Source information Start Marker
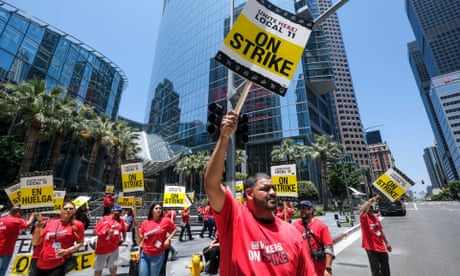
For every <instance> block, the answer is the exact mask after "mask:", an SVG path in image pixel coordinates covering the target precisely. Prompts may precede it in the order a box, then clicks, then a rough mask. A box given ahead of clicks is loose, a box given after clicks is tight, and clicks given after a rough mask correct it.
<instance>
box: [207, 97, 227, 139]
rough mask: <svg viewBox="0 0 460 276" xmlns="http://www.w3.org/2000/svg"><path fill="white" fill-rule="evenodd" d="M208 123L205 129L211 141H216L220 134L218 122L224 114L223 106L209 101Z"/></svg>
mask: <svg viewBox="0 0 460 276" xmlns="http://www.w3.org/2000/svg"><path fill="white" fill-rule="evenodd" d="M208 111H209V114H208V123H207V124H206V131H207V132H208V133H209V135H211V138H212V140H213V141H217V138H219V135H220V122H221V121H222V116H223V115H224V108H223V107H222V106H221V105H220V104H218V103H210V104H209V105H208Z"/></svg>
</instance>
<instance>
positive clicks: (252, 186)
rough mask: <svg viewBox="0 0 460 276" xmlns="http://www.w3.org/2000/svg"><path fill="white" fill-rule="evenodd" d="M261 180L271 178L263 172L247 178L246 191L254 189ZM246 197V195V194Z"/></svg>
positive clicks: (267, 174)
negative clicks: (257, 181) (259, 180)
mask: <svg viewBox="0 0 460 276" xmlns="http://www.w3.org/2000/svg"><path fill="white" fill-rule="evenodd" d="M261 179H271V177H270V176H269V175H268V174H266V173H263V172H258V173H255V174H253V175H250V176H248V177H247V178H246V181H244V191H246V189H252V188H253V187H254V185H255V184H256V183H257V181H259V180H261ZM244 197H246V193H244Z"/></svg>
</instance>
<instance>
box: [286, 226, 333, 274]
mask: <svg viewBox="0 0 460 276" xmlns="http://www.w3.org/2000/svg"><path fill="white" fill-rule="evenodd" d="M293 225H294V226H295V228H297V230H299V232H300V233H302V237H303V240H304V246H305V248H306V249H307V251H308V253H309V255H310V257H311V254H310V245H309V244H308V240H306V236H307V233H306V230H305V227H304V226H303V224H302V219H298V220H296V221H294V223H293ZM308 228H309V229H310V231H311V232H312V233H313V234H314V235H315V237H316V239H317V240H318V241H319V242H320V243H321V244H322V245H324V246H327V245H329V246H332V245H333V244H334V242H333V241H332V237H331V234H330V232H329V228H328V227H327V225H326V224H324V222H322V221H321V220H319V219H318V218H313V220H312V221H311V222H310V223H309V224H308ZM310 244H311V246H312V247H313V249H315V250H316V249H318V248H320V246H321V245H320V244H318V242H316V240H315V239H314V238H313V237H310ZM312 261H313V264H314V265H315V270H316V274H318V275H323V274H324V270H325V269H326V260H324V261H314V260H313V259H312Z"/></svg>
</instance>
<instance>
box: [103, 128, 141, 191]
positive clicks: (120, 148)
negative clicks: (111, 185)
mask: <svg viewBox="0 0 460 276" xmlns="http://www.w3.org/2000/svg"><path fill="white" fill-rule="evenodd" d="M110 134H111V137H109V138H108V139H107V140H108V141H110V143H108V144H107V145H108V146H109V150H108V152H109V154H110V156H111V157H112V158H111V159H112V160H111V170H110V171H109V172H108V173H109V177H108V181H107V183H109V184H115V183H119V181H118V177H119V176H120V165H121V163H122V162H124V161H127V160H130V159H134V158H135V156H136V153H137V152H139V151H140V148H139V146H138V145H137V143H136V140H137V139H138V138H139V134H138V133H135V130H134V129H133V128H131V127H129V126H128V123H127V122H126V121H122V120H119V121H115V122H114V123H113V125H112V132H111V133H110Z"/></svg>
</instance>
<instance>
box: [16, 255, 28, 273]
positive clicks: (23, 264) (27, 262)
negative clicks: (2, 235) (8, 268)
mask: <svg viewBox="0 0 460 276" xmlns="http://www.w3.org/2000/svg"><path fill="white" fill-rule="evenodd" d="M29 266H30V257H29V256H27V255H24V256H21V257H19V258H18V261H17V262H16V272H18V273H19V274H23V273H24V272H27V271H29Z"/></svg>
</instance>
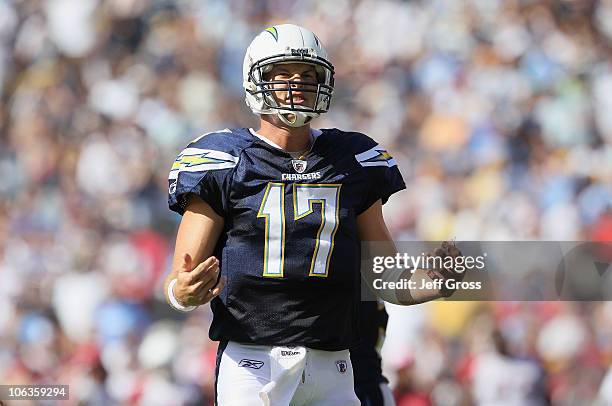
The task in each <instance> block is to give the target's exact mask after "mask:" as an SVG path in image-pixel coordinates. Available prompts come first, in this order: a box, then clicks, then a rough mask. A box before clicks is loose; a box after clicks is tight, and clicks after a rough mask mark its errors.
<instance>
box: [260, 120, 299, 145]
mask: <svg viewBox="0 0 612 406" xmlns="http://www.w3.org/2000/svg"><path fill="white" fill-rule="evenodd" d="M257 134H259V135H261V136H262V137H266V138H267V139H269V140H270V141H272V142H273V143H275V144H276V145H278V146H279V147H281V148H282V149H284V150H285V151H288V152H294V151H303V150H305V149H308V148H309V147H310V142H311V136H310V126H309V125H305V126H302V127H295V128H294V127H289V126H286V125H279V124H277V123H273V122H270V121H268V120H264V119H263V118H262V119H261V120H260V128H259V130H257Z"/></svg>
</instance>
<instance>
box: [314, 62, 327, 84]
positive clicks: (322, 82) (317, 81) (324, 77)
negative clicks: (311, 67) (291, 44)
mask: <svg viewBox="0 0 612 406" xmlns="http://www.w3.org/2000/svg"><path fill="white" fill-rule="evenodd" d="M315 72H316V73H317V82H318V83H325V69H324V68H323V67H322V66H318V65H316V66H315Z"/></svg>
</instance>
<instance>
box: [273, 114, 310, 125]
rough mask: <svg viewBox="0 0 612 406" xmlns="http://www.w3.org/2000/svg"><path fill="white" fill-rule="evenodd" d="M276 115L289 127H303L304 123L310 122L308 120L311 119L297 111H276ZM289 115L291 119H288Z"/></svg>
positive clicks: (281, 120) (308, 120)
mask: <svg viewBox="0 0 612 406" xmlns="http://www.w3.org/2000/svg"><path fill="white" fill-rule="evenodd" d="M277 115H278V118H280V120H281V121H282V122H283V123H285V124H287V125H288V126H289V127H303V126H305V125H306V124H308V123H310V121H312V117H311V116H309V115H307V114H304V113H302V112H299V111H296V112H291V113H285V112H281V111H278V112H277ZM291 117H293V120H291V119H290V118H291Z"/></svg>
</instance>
Source information End Marker
Exercise details
Type out all the records verbatim, minus images.

Task answer
For every <instance> block, the answer is the exact mask after "mask:", an SVG path in image pixel coordinates covering the target precisely. Prompts may precede it in the order a box, then clicks, then a rough mask. A box given ahead of clicks is loose, a box given after clicks is tight, and clicks given after a rough mask correct it.
<instance>
box: [207, 97, 227, 139]
rough mask: <svg viewBox="0 0 460 276" xmlns="http://www.w3.org/2000/svg"><path fill="white" fill-rule="evenodd" d="M208 123L205 129L211 141H216L220 134L218 122L224 114L223 106L209 101Z"/></svg>
mask: <svg viewBox="0 0 460 276" xmlns="http://www.w3.org/2000/svg"><path fill="white" fill-rule="evenodd" d="M208 111H209V114H208V123H207V124H206V131H207V132H208V133H209V135H211V138H212V140H213V141H217V138H219V135H220V122H221V121H222V116H223V115H224V108H223V107H222V106H221V105H220V104H218V103H210V104H209V105H208Z"/></svg>
</instance>
<instance>
positive clicks: (252, 186)
rough mask: <svg viewBox="0 0 460 276" xmlns="http://www.w3.org/2000/svg"><path fill="white" fill-rule="evenodd" d="M261 180L271 178L263 172L247 178L246 191L254 189ZM246 197V195V194Z"/></svg>
positive clicks: (267, 174)
negative clicks: (257, 181) (259, 180)
mask: <svg viewBox="0 0 460 276" xmlns="http://www.w3.org/2000/svg"><path fill="white" fill-rule="evenodd" d="M261 179H271V177H270V176H269V175H268V174H266V173H263V172H258V173H255V174H253V175H250V176H248V177H247V178H246V181H244V191H246V189H252V188H253V187H254V185H255V184H256V183H257V181H259V180H261ZM244 197H246V193H244Z"/></svg>
</instance>
<instance>
box: [286, 226, 333, 274]
mask: <svg viewBox="0 0 460 276" xmlns="http://www.w3.org/2000/svg"><path fill="white" fill-rule="evenodd" d="M293 225H294V226H295V228H297V230H299V232H300V233H302V237H303V240H304V246H305V248H306V249H307V251H308V253H309V255H310V257H311V254H310V245H309V244H308V240H306V236H307V233H306V230H305V227H304V226H303V224H302V219H298V220H296V221H294V223H293ZM308 228H309V229H310V231H311V232H312V233H313V234H314V235H315V237H316V239H317V240H318V241H319V242H320V243H321V244H322V245H324V246H327V245H329V246H332V245H333V244H334V242H333V241H332V237H331V234H330V232H329V228H328V227H327V225H326V224H324V222H322V221H321V220H319V219H318V218H313V220H312V221H311V222H310V223H309V224H308ZM310 244H311V246H312V247H313V249H315V250H316V249H318V248H320V246H321V245H320V244H318V242H316V240H315V239H314V238H313V237H310ZM312 261H313V264H314V265H315V270H316V274H318V275H323V274H324V270H325V269H326V260H324V261H314V260H313V259H312Z"/></svg>
</instance>
<instance>
box: [103, 128, 141, 191]
positive clicks: (120, 148)
negative clicks: (111, 185)
mask: <svg viewBox="0 0 460 276" xmlns="http://www.w3.org/2000/svg"><path fill="white" fill-rule="evenodd" d="M110 134H111V137H109V138H108V139H107V140H108V141H110V143H108V144H107V145H108V146H109V150H108V152H109V154H110V156H111V157H112V158H111V159H112V160H111V170H110V171H109V172H108V173H109V177H108V181H107V183H109V184H115V183H119V181H118V177H119V176H120V165H121V163H122V162H124V161H127V160H130V159H134V158H135V156H136V153H137V152H139V151H140V148H139V146H138V145H137V143H136V140H137V139H138V138H139V134H138V133H135V130H134V129H133V128H131V127H129V126H128V123H127V122H126V121H122V120H119V121H115V122H114V123H113V125H112V132H111V133H110Z"/></svg>
</instance>
<instance>
box: [16, 255, 28, 273]
positive clicks: (23, 264) (27, 262)
negative clicks: (2, 235) (8, 268)
mask: <svg viewBox="0 0 460 276" xmlns="http://www.w3.org/2000/svg"><path fill="white" fill-rule="evenodd" d="M29 266H30V257H29V256H27V255H24V256H21V257H19V258H18V261H17V262H16V272H18V273H19V274H23V273H24V272H27V271H29Z"/></svg>
</instance>
The task in each <instance> block is to give the target's exact mask after "mask:" as an SVG path in image-pixel coordinates. Available prompts come first, in this order: a box, then clicks, then a rough mask. A box before clicks is loose; a box after clicks is tight, and clicks after a rough mask mark its errors.
<instance>
box: [260, 120, 299, 145]
mask: <svg viewBox="0 0 612 406" xmlns="http://www.w3.org/2000/svg"><path fill="white" fill-rule="evenodd" d="M257 134H259V135H261V136H262V137H266V138H267V139H269V140H270V141H272V142H273V143H275V144H276V145H278V146H279V147H281V148H282V149H284V150H285V151H288V152H294V151H303V150H305V149H308V148H309V147H310V142H311V136H310V126H309V125H305V126H302V127H295V128H294V127H289V126H286V125H279V124H277V123H273V122H270V121H268V120H264V119H263V118H262V119H261V120H260V128H259V130H257Z"/></svg>
</instance>
<instance>
box: [314, 62, 327, 84]
positive clicks: (322, 82) (317, 81) (324, 77)
negative clicks: (311, 67) (291, 44)
mask: <svg viewBox="0 0 612 406" xmlns="http://www.w3.org/2000/svg"><path fill="white" fill-rule="evenodd" d="M315 72H316V73H317V82H318V83H325V69H324V68H323V67H322V66H318V65H316V66H315Z"/></svg>
</instance>
<instance>
box: [273, 114, 310, 125]
rough mask: <svg viewBox="0 0 612 406" xmlns="http://www.w3.org/2000/svg"><path fill="white" fill-rule="evenodd" d="M276 115L289 127H303L304 123L310 122L308 120L311 119L297 111H276ZM289 115L291 119H288Z"/></svg>
positive clicks: (281, 120) (308, 120)
mask: <svg viewBox="0 0 612 406" xmlns="http://www.w3.org/2000/svg"><path fill="white" fill-rule="evenodd" d="M277 115H278V118H280V120H281V121H282V122H283V123H285V124H287V125H288V126H289V127H303V126H305V125H306V124H308V123H310V121H312V117H311V116H309V115H307V114H304V113H302V112H299V111H296V112H291V113H285V112H281V111H278V112H277ZM291 117H293V120H291V119H290V118H291Z"/></svg>
</instance>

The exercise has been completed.